**Set problem**
Your task is to copy every line of this material exactly.

* start *

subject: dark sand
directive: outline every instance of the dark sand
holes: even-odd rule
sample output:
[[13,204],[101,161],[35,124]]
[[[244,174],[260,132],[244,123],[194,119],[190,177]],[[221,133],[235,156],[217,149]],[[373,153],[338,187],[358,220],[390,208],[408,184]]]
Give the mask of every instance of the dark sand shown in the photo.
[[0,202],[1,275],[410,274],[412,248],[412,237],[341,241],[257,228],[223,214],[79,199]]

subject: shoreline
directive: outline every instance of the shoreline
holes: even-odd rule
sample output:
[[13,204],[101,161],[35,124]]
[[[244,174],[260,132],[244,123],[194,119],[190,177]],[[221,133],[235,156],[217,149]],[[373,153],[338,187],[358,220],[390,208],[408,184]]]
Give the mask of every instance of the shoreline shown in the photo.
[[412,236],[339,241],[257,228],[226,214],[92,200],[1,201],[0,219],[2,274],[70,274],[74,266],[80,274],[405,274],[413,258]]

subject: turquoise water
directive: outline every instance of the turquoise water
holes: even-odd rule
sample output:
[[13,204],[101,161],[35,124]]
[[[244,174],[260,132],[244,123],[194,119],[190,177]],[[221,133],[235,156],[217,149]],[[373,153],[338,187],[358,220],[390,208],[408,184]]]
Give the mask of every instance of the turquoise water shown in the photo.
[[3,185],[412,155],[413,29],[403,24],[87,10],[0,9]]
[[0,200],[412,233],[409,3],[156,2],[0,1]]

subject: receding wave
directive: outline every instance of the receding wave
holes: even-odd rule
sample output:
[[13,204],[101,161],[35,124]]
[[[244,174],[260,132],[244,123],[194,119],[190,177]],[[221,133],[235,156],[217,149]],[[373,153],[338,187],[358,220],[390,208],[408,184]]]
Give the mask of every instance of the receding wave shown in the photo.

* end *

**Answer to the problem**
subject: dark sand
directive: outline every instance of the dark sand
holes: even-odd rule
sample output:
[[13,204],[101,161],[35,124]]
[[[244,174],[260,132],[244,123],[194,119],[190,177]],[[221,133],[235,156],[217,149]],[[373,153],[338,187],[358,220],[390,208],[408,184]]]
Give the mask of every instance of the dark sand shown in the photo.
[[0,202],[1,275],[410,274],[412,248],[412,237],[341,241],[257,228],[223,214],[79,199]]

subject: shoreline
directive: outline every instance of the shoreline
holes: even-odd rule
sample output:
[[13,204],[101,161],[35,124]]
[[[244,174],[260,132],[244,123],[194,119],[190,177]],[[221,133],[235,156],[217,149]],[[373,153],[338,187],[358,220],[390,208],[408,184]]]
Give the mask of every instance of the shoreline shown in the photo.
[[412,236],[339,241],[257,228],[226,214],[92,200],[1,201],[0,219],[2,274],[70,274],[74,266],[80,274],[405,274],[413,258]]

subject: turquoise water
directive: outline every instance of the turquoise water
holes: even-odd rule
sample output:
[[13,204],[101,161],[35,124]]
[[[244,174],[260,132],[244,123],[194,119],[190,177]],[[221,133],[235,156],[217,149]],[[373,153],[338,187],[358,220],[390,208],[408,184]]]
Give the mask of every instance of the turquoise water shown in the photo.
[[3,185],[412,155],[413,29],[403,24],[87,10],[0,9]]
[[0,200],[412,233],[409,3],[156,2],[0,1]]

subject: receding wave
directive: outline every instance of the receding wave
holes: even-odd rule
sample output:
[[13,204],[101,161],[35,124]]
[[[244,174],[260,132],[244,123],[194,119],[190,177]],[[221,133],[235,156],[217,149]],[[373,153],[338,187],[358,220],[390,208],[408,184]]]
Give the mask of every instance of the receding wave shown in the photo.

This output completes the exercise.